__Requirements__
Put each line of the rows below into a numbered list, skipping blank lines. Leave the pictures out.

__Dataset items__
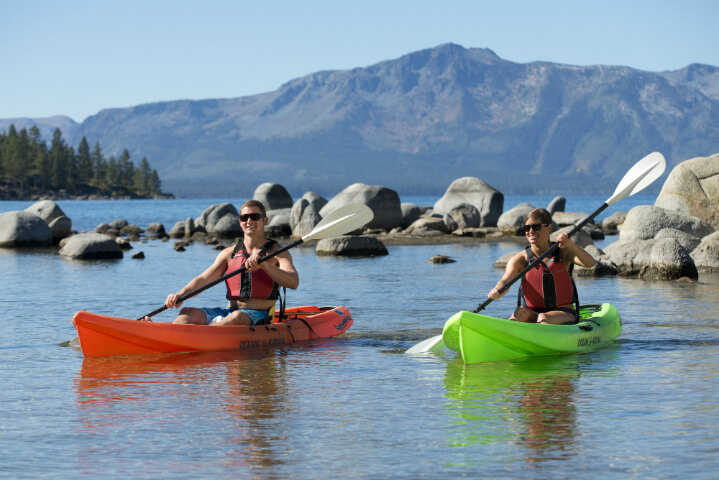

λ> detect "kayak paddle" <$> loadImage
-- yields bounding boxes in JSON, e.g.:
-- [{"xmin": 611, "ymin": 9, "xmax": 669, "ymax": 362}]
[
  {"xmin": 138, "ymin": 203, "xmax": 374, "ymax": 320},
  {"xmin": 406, "ymin": 152, "xmax": 666, "ymax": 353}
]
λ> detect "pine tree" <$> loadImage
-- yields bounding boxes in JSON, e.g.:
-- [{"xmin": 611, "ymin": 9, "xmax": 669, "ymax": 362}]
[
  {"xmin": 77, "ymin": 137, "xmax": 94, "ymax": 184},
  {"xmin": 48, "ymin": 128, "xmax": 69, "ymax": 190}
]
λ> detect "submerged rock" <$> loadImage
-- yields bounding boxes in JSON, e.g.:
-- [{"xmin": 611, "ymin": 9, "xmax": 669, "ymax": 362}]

__The completed task__
1. λ> detect "kayak paddle" <$> loadImage
2. -- yields bounding boxes in JSON, e.g.:
3. -- [{"xmin": 611, "ymin": 9, "xmax": 669, "ymax": 362}]
4. [
5.   {"xmin": 138, "ymin": 203, "xmax": 374, "ymax": 320},
6.   {"xmin": 406, "ymin": 152, "xmax": 666, "ymax": 353}
7. ]
8. λ> detect "pine tree" <$> loadImage
9. -- yields bounding boxes in JSON, e.g.:
10. -- [{"xmin": 611, "ymin": 9, "xmax": 669, "ymax": 362}]
11. [
12.   {"xmin": 77, "ymin": 137, "xmax": 94, "ymax": 184},
13.   {"xmin": 48, "ymin": 128, "xmax": 69, "ymax": 190}
14. ]
15. λ> detect "submerged rock" <$> loadImage
16. -- yields bounding boxes in JSON, e.g.:
17. -- [{"xmin": 611, "ymin": 9, "xmax": 669, "ymax": 362}]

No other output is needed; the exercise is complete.